Document passage:
^^^^

# Demi's 1st show I'm nervous!



## LibertyME (Jan 6, 2007)

Demi's debut!
Will you be there to watch?


----------



## arcane (Sep 18, 2007)

LibertyME said:


> Demi's debut!
> Will you be there to watch?


No dang it! :bawling: I have to work! I sure wish that sugar daddy would come along! It would make my life so much simpler ( is that a word?LOL )


----------



## Lego&Jacub (Jul 18, 2006)

ohhh... I'll be thinking of her!!! I soo wish I could be there to watch... it's only half an hour from my mom's place... but we won't be down that way again until Christmas. But Sawyer and I will definitely be routing for her... fingers crossed all goes smashing for her!!!!


----------



## LibertyME (Jan 6, 2007)

Dang is right!
She will certainly be in good hands, for sure!


----------



## Ljilly28 (Jan 22, 2008)

Best of luck to beautiful Miss Demi and Graeme.


----------



## arcane (Sep 18, 2007)

LibertyME said:


> Dang is right!
> She will certainly be in good hands, for sure!


yes I am sure Graeme will have her sleeping on the BED! :


----------



## AquaClaraCanines (Mar 5, 2006)

Good luck beautiful Demi!!!! I hope you bring home the points- either way, you're a beauty, just like your mom.


----------



## Conquerergold (Dec 12, 2007)

Good Luck!!

Cheers
Rob


----------



## Heidi36oh (Feb 27, 2007)

Good luck Demi, make you're mommy proud, you can do it!


----------



## DelmarvaGold (Mar 7, 2006)

Good luck Demi. Show 'em how it's done


----------



## SunGold (Feb 27, 2007)

Fingers crossed - let us know how it goes! :crossfing


----------



## Penny & Maggie's Mom (Oct 4, 2007)

GO DEMI !!!! You have fans from all over the globe cheering you on.


----------



## hotel4dogs (Sep 29, 2008)

best of luck to Demi!!


----------



## arcane (Sep 18, 2007)

poor girl got cold in her tail this past weekend lets hope we don't have a repeat performance :no: she is just starting to wag it again now.:crossfing


----------



## Lego&Jacub (Jul 18, 2006)

arcane said:


> poor girl got cold in her tail this past weekend


May be a dumb question but what does that mean?

^^^^

Stored records:
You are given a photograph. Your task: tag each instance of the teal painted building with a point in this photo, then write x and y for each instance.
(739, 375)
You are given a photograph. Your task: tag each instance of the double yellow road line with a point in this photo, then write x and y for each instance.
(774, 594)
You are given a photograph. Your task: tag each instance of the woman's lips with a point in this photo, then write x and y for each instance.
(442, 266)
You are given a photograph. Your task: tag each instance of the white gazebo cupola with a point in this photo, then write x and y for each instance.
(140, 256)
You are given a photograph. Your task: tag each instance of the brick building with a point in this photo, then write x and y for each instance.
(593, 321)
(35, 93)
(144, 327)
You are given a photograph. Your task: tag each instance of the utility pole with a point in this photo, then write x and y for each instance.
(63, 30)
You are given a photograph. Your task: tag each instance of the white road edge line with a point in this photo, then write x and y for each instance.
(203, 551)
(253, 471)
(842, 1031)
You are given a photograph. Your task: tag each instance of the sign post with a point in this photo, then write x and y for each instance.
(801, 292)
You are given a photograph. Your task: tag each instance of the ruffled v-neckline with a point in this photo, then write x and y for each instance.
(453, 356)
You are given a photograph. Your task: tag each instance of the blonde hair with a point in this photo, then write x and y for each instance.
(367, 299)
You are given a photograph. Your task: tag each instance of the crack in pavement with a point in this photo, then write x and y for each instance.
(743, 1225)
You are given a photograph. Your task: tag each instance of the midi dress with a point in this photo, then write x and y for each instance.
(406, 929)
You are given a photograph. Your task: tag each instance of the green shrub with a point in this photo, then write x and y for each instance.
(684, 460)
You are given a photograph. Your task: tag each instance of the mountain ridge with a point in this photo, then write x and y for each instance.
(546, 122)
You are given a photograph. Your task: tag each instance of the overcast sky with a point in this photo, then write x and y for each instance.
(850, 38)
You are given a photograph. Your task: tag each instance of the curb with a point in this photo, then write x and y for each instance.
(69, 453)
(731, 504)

^^^^

Challenge A: Repeat the forum thread about Demi's first show word for word, from "yes I am sure" up to and including "like your mom.".
Challenge B: Carry on the forum thread about Demi's first show, picking up after its final post.
The entries have no connection to the forum thread about Demi's first show.

Exercise result A:
yes I am sure Graeme will have her sleeping on the BED! :


----------



## AquaClaraCanines (Mar 5, 2006)

Good luck beautiful Demi!!!! I hope you bring home the points- either way, you're a beauty, just like your mom.

Exercise result B:
----------



## arcane (Sep 18, 2007)

Lego&Jacub said:


> May be a dumb question but what does that mean?


tail tucked and unable to raise it or wag it ....I have seen it happen to dogs that are bathed and not dried completely ...never had it just pop up for no reason, which makes me think she may have injured it instead maybe someone was playing "pull Demi by the tail around the yard" :uhoh:


----------



## Tahnee GR (Aug 26, 2006)

Good luck Demi-and keep your tail safe!


----------



## arcane (Sep 18, 2007)

*she's off today*

waiting on the taxi....: here is miss baldy last night after her bath....her tail is wagging ..yipppeeeee...


----------



## MyBaileyGirl (Jun 11, 2008)

awww fingers crossed for her! Glad her tail is better!!


----------



## DanielleH (Nov 4, 2006)

Good Luck Demi!!


----------



## Lady Di (Feb 22, 2008)

Good luck Demi. She sure is a beauty.


----------



## arcane (Sep 18, 2007)

Lady Di said:


> Good luck Demi. She sure is a beauty.


thank you! I miss her already!!!!!!!! :thinking:


----------



## Lady Di (Feb 22, 2008)

I can imagine how much you miss her..... just keep thinking what an adventure she's going to have.


----------



## arcane (Sep 18, 2007)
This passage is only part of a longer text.